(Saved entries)
= Beginning of Section =

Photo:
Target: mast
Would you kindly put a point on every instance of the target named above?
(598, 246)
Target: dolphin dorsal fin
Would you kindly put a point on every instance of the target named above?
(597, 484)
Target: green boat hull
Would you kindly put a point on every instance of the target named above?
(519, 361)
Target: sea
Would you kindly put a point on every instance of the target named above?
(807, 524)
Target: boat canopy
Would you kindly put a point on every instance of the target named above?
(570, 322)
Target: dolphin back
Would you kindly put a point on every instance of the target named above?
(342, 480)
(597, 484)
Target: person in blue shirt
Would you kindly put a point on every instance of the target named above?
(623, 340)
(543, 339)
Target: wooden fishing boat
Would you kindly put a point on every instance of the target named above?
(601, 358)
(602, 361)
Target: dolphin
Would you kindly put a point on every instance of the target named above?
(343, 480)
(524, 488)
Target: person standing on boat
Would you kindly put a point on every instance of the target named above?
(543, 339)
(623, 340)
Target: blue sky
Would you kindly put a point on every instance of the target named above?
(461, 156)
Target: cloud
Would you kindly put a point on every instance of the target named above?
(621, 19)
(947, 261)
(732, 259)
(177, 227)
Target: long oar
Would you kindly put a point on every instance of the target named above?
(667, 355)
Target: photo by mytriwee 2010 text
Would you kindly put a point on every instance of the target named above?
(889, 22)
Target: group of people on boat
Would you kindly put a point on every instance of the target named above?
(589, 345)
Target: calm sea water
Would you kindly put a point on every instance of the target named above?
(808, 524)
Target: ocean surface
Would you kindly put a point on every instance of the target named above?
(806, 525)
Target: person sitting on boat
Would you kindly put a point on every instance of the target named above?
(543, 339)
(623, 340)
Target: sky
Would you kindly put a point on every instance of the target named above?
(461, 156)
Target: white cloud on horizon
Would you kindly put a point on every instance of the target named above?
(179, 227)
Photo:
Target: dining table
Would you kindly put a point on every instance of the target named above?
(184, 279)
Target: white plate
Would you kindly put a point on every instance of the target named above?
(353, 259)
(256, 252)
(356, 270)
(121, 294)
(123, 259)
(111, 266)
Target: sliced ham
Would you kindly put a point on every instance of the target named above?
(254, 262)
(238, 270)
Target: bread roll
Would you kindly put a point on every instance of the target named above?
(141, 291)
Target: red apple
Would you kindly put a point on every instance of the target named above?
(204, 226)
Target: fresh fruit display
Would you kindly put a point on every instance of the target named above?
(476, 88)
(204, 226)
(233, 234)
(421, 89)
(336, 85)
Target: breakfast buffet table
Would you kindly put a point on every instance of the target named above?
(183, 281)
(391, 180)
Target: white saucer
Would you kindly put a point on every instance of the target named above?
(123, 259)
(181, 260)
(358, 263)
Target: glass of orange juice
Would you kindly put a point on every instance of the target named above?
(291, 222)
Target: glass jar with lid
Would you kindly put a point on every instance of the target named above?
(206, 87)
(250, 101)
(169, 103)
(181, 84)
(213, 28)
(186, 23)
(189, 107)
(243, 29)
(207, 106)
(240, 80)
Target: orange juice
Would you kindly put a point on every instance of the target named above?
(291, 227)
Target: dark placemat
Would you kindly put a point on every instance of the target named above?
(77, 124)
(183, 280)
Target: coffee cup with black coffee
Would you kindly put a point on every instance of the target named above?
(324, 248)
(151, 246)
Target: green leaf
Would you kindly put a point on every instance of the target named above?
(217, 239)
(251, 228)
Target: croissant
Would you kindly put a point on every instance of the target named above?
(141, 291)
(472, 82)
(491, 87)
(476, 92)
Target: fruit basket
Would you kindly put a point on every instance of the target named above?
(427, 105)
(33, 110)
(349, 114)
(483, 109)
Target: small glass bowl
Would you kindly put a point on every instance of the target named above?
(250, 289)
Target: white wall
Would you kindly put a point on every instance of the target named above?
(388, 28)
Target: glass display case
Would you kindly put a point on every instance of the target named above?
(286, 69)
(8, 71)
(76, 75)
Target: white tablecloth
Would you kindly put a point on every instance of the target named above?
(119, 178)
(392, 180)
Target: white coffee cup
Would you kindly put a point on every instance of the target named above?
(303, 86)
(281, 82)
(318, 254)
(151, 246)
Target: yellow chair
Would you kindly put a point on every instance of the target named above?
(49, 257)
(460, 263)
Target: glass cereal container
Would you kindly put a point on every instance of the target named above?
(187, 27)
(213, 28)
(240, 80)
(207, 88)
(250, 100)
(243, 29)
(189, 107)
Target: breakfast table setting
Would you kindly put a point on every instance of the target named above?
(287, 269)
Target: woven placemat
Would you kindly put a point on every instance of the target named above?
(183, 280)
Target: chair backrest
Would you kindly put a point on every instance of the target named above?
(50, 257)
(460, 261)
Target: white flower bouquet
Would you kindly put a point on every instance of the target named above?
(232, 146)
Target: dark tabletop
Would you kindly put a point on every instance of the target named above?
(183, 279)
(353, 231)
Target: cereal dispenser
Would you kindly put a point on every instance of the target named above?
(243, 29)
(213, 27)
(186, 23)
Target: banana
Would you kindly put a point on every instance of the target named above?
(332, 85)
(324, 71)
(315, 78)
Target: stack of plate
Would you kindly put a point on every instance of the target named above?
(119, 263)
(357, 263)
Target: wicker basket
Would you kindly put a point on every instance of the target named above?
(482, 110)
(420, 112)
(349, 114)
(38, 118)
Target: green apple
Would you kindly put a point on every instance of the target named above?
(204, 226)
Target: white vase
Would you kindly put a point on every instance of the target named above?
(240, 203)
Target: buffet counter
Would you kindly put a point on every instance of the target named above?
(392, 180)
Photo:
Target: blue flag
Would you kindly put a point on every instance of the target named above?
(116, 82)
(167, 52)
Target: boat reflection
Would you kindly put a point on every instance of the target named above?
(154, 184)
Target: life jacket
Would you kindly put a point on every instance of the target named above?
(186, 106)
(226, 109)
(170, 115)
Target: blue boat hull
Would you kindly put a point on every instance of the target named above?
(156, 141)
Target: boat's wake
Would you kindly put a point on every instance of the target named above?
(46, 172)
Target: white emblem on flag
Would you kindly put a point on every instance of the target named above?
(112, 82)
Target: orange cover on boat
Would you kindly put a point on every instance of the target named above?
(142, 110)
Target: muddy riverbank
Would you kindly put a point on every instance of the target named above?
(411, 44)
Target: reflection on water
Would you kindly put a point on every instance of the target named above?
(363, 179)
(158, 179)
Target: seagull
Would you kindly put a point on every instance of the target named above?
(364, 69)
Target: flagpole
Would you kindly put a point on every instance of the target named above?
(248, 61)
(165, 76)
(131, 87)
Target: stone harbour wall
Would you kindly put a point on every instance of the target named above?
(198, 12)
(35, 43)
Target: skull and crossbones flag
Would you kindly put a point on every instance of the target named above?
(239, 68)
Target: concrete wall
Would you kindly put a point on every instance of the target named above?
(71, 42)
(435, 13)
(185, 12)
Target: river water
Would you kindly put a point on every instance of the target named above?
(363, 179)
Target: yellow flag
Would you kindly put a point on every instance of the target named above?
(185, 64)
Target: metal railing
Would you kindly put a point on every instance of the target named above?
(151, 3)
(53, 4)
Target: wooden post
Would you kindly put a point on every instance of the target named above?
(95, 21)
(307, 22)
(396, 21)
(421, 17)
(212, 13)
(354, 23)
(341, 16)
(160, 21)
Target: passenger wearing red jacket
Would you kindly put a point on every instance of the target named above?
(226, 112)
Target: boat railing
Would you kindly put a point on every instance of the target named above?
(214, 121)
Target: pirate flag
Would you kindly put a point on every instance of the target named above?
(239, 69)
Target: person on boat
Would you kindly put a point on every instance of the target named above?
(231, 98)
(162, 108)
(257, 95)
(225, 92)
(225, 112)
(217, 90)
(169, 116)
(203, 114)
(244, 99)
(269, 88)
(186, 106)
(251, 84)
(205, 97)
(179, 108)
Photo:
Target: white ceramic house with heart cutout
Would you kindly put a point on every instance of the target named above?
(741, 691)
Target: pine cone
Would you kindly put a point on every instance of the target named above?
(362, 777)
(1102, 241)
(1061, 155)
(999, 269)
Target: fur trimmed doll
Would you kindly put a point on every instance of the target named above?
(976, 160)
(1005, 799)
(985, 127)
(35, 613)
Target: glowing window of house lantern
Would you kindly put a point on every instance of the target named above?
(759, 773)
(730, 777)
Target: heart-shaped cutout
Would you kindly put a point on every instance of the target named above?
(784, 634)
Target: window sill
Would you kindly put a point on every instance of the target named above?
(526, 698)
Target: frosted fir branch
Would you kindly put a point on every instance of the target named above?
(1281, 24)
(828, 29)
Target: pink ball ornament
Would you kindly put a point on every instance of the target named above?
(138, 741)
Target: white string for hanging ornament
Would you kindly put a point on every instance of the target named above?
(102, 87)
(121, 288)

= End of Section =

Above are the records; print exactly the lines from the line with "Target: skull and crossbones flag" to the line with "Target: white ceramic house with heart cutout", including both, and nothing else.

● Expected answer:
Target: skull and crossbones flag
Would you kindly put a point on every instance of the target named above?
(239, 68)
Target: concrete wall
Would you kindly put a point on every instance of the target named above?
(71, 42)
(435, 13)
(185, 12)
Target: river water
Would you kindly put a point on every instance of the target named above?
(363, 179)
Target: yellow flag
Would you kindly put a point on every instance of the target named above?
(185, 64)
Target: metal railing
Would you kindly put a point on every instance of the target named above?
(151, 3)
(53, 4)
Target: wooden post
Would you kindly put a point on every instance of the target named above?
(95, 21)
(307, 22)
(396, 21)
(421, 17)
(212, 13)
(354, 23)
(341, 16)
(160, 21)
Target: passenger wearing red jacket
Would you kindly put a point on every instance of the target named above?
(226, 112)
Target: boat railing
Would you kindly put a point on every instance of the target named above?
(214, 121)
Target: pirate flag
Would you kindly put a point on every instance of the target named above?
(239, 69)
Target: person on boat
Would you kindly put a point on every instance of the target named above?
(231, 98)
(162, 108)
(257, 95)
(225, 92)
(225, 112)
(217, 90)
(169, 116)
(203, 114)
(244, 99)
(269, 88)
(186, 106)
(251, 84)
(205, 97)
(179, 108)
Photo:
Target: white ceramic house with heart cutout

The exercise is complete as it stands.